*The request*: Identify every line in the items below that contains the string "wall", and copy each such line in full.

Annotated coordinate records:
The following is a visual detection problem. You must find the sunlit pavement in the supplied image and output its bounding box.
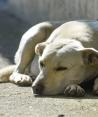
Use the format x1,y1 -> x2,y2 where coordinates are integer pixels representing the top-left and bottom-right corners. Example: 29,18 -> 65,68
0,4 -> 98,117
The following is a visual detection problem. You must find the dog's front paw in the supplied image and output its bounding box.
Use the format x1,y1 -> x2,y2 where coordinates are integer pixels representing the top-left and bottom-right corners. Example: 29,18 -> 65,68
10,72 -> 32,86
64,84 -> 85,97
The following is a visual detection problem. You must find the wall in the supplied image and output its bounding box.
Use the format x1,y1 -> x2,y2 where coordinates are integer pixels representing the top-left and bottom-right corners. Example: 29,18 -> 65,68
9,0 -> 98,23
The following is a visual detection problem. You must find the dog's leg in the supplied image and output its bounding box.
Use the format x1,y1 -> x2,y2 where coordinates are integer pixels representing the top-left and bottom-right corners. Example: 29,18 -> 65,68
10,22 -> 53,85
93,78 -> 98,95
64,84 -> 85,97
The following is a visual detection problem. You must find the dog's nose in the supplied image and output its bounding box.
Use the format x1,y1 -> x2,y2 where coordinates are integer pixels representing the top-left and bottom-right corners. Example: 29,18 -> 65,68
32,85 -> 44,95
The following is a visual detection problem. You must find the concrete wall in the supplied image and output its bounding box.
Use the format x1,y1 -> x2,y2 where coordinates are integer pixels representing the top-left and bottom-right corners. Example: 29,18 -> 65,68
8,0 -> 98,23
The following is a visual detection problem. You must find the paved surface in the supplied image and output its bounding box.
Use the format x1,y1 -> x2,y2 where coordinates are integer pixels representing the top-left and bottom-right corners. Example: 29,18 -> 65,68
0,6 -> 98,117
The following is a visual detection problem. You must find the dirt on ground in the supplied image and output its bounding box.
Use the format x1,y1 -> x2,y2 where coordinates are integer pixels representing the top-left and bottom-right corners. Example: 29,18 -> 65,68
0,7 -> 98,117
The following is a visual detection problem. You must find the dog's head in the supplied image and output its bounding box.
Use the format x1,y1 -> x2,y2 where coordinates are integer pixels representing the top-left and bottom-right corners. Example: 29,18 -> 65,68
32,39 -> 98,95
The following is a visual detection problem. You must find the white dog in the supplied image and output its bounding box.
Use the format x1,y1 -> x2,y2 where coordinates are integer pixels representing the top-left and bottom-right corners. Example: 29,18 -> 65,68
0,21 -> 98,96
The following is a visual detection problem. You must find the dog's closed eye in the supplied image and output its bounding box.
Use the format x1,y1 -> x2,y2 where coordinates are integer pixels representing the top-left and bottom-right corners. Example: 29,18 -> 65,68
55,67 -> 68,71
40,61 -> 45,67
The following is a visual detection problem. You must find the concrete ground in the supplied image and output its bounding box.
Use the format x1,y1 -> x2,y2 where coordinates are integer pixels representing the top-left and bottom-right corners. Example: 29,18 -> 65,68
0,6 -> 98,117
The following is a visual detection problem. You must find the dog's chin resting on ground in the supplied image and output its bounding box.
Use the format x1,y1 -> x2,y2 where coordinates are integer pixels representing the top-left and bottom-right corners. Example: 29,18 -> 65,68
0,21 -> 98,97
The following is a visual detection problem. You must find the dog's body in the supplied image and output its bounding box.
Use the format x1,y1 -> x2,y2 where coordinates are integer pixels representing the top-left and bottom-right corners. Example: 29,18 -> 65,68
2,21 -> 98,96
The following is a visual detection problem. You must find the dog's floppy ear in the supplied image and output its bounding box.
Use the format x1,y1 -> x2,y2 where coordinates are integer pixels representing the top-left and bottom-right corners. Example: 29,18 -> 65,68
81,48 -> 98,65
35,42 -> 47,56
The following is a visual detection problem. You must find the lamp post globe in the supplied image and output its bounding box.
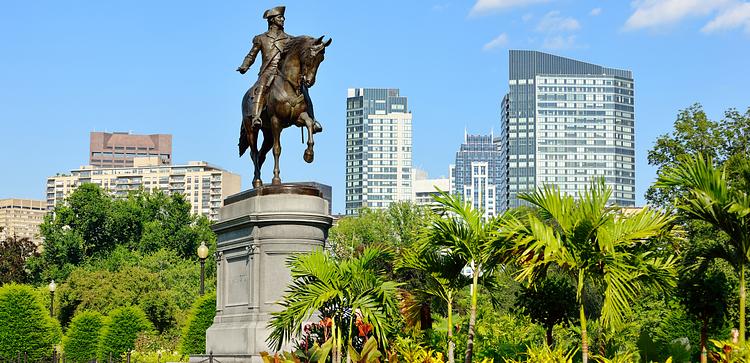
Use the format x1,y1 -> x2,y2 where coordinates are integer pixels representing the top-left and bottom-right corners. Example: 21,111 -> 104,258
49,280 -> 57,317
198,242 -> 208,296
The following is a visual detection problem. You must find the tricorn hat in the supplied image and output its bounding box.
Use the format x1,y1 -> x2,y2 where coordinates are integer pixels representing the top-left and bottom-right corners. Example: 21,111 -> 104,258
263,6 -> 286,19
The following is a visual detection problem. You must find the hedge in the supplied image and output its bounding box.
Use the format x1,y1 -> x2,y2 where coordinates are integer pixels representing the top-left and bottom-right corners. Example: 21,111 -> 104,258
63,311 -> 105,363
0,283 -> 61,361
97,306 -> 152,362
180,294 -> 216,354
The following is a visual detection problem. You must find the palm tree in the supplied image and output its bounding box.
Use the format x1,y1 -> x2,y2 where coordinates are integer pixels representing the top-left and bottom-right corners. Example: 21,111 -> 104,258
508,180 -> 675,363
425,191 -> 516,363
396,241 -> 471,363
268,248 -> 399,362
656,154 -> 750,345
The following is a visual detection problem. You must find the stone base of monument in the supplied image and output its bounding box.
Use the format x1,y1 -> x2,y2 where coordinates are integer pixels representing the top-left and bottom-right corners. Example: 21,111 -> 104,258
190,184 -> 332,363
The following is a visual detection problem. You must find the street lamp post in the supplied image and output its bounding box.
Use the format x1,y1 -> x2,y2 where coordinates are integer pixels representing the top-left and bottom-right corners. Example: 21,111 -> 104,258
49,280 -> 57,318
198,242 -> 208,296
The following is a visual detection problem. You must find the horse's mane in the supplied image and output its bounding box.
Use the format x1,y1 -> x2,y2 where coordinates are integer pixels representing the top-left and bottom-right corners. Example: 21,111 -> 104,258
282,35 -> 315,56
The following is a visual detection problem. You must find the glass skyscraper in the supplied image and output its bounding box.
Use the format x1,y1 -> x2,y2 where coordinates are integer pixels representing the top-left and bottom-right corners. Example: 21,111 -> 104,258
346,88 -> 412,215
498,50 -> 635,207
450,134 -> 506,217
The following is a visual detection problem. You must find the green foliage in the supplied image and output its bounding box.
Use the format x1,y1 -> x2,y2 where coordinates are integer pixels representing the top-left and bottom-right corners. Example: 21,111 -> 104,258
388,336 -> 445,363
63,311 -> 105,363
504,345 -> 577,363
97,306 -> 152,362
27,184 -> 215,281
517,274 -> 578,346
268,248 -> 399,349
139,291 -> 177,333
0,283 -> 61,361
180,294 -> 216,354
55,246 -> 210,332
0,236 -> 38,285
130,350 -> 188,363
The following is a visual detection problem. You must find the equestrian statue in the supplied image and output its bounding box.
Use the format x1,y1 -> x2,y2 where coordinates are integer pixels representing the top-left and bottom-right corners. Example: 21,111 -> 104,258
237,6 -> 331,188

*The solution*:
The following is a visual detection problem. You must find the wall in the supplied image and output its bounding box.
The following is a visual detection problem. You must find the concrete wall in the supplied image and output its bounding box.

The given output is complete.